* Point-based annotation records:
━━━━━━━━━━━━━━━━━━━━

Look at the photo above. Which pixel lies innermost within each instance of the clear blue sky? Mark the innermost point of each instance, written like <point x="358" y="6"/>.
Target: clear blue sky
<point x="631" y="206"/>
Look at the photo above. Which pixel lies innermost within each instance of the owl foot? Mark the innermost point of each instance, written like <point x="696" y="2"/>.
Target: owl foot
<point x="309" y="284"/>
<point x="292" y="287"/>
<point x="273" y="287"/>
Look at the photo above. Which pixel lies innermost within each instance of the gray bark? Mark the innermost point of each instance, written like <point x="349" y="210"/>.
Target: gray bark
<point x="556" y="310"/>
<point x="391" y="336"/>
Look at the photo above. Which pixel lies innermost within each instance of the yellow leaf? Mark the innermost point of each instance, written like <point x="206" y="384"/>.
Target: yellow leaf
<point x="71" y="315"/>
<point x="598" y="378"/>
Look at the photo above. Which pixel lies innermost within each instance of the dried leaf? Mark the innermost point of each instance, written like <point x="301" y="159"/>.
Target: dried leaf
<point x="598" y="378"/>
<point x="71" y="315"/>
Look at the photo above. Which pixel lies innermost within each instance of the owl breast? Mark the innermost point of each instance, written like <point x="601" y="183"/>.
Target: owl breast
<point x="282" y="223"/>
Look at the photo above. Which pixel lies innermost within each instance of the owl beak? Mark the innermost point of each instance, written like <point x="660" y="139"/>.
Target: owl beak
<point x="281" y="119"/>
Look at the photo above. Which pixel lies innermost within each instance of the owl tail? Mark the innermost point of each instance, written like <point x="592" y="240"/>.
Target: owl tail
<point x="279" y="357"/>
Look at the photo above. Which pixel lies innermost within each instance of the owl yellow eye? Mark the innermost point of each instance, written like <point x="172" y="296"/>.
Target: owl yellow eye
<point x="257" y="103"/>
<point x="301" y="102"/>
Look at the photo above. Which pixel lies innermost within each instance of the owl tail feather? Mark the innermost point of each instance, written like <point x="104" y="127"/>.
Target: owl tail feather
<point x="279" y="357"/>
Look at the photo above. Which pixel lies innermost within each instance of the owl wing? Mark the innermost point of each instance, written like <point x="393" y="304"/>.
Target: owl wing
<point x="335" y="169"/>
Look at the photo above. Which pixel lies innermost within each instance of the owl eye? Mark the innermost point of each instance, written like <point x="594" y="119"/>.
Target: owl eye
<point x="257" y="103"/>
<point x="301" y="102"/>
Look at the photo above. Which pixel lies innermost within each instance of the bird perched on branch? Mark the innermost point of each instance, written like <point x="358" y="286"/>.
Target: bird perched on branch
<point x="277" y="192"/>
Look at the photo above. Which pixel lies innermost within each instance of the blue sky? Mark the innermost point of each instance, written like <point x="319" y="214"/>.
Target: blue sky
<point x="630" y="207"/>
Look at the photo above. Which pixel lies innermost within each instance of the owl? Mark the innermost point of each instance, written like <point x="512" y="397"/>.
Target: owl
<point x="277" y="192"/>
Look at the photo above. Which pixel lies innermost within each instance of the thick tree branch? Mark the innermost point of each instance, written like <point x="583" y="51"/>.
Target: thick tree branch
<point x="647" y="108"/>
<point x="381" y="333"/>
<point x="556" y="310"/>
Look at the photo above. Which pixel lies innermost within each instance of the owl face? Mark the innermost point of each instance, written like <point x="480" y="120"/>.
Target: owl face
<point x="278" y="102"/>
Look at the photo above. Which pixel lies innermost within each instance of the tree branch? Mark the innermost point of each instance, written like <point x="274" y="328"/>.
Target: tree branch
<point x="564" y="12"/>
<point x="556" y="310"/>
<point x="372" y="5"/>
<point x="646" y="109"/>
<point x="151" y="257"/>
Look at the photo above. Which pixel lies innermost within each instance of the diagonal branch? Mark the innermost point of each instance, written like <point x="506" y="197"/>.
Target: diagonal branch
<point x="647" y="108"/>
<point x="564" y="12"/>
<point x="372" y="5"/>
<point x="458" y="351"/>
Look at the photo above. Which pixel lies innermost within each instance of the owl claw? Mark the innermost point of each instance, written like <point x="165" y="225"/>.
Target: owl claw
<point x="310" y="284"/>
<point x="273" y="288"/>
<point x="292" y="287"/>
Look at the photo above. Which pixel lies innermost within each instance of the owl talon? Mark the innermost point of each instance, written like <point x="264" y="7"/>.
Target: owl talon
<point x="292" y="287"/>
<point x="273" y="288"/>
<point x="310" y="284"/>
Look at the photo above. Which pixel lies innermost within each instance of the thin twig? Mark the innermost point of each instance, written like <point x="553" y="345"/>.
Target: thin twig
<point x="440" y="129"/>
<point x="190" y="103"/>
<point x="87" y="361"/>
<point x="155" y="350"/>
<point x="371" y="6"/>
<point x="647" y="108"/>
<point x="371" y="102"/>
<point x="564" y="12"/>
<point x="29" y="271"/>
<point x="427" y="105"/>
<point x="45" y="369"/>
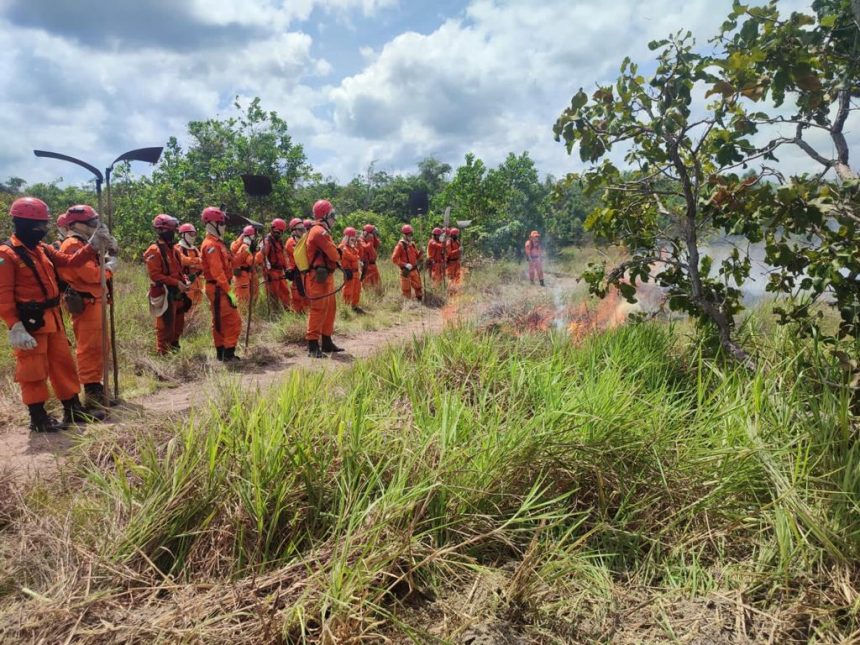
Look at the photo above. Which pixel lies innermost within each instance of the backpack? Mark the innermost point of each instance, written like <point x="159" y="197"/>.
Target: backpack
<point x="300" y="254"/>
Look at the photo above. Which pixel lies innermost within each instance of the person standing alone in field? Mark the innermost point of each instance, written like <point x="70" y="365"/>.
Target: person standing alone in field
<point x="168" y="285"/>
<point x="534" y="255"/>
<point x="30" y="307"/>
<point x="323" y="258"/>
<point x="369" y="250"/>
<point x="351" y="261"/>
<point x="218" y="272"/>
<point x="83" y="300"/>
<point x="407" y="257"/>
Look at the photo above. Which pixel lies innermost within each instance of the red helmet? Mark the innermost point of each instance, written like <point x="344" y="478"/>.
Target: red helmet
<point x="212" y="215"/>
<point x="165" y="223"/>
<point x="322" y="208"/>
<point x="30" y="208"/>
<point x="80" y="213"/>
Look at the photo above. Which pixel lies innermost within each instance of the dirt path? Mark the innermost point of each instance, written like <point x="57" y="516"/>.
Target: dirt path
<point x="30" y="455"/>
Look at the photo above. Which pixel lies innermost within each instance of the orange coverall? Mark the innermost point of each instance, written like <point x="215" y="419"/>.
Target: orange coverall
<point x="33" y="367"/>
<point x="276" y="264"/>
<point x="323" y="304"/>
<point x="87" y="325"/>
<point x="454" y="257"/>
<point x="218" y="272"/>
<point x="369" y="251"/>
<point x="534" y="254"/>
<point x="164" y="266"/>
<point x="436" y="255"/>
<point x="300" y="303"/>
<point x="192" y="269"/>
<point x="407" y="253"/>
<point x="244" y="271"/>
<point x="349" y="259"/>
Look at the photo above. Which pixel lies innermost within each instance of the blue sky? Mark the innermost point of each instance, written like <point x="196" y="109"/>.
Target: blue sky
<point x="358" y="81"/>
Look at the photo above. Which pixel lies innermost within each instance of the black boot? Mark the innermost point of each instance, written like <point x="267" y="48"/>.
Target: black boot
<point x="73" y="412"/>
<point x="328" y="345"/>
<point x="41" y="421"/>
<point x="314" y="350"/>
<point x="95" y="397"/>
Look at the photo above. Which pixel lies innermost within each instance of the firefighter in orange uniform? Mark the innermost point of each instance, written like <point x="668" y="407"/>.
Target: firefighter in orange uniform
<point x="83" y="300"/>
<point x="297" y="286"/>
<point x="351" y="260"/>
<point x="436" y="256"/>
<point x="244" y="250"/>
<point x="323" y="258"/>
<point x="218" y="272"/>
<point x="407" y="256"/>
<point x="454" y="255"/>
<point x="276" y="264"/>
<point x="534" y="254"/>
<point x="30" y="307"/>
<point x="369" y="254"/>
<point x="192" y="266"/>
<point x="168" y="284"/>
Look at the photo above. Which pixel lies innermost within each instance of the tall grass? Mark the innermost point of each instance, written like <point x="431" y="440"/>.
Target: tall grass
<point x="342" y="504"/>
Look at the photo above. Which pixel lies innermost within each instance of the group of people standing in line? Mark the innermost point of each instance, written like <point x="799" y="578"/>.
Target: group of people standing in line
<point x="298" y="273"/>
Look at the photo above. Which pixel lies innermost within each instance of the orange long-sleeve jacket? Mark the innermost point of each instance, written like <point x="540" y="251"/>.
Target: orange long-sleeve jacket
<point x="163" y="264"/>
<point x="435" y="251"/>
<point x="406" y="253"/>
<point x="217" y="262"/>
<point x="533" y="249"/>
<point x="349" y="257"/>
<point x="85" y="278"/>
<point x="19" y="285"/>
<point x="321" y="248"/>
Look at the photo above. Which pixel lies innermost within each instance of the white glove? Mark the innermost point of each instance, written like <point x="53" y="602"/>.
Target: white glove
<point x="20" y="338"/>
<point x="102" y="241"/>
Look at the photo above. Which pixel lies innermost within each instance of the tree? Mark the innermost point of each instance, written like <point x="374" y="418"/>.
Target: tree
<point x="809" y="63"/>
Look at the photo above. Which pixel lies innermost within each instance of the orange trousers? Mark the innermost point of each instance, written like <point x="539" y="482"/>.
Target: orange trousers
<point x="33" y="368"/>
<point x="277" y="288"/>
<point x="323" y="309"/>
<point x="371" y="276"/>
<point x="87" y="326"/>
<point x="410" y="283"/>
<point x="352" y="291"/>
<point x="169" y="327"/>
<point x="454" y="272"/>
<point x="300" y="303"/>
<point x="226" y="321"/>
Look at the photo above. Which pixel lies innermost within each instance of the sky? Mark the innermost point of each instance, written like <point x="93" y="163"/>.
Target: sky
<point x="388" y="82"/>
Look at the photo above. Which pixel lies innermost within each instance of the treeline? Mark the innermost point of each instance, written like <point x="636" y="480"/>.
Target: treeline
<point x="503" y="203"/>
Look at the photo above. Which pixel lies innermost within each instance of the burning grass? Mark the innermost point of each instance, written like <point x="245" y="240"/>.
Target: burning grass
<point x="464" y="487"/>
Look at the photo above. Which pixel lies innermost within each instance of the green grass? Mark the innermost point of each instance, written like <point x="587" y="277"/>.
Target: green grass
<point x="524" y="480"/>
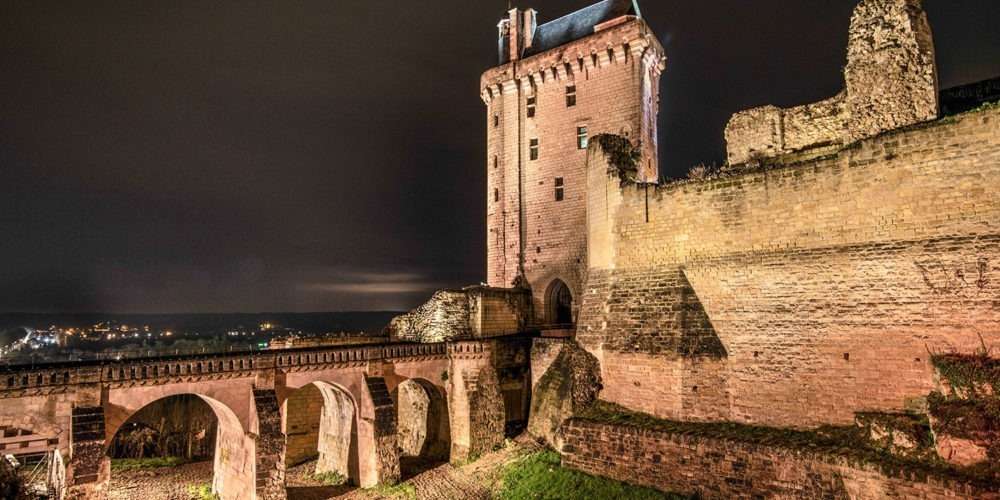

━━━━━━━━━━━━━━━━━━━━

* Exercise requirements: Pick out every line of the records above that contains the word "boot", and copy each one. Letter case matters.

* Final answer:
Look at the photo above. Which pixel lies innermost within each instance of the black boot? Mark the innermost point of each instance, written like <point x="267" y="48"/>.
Target: black boot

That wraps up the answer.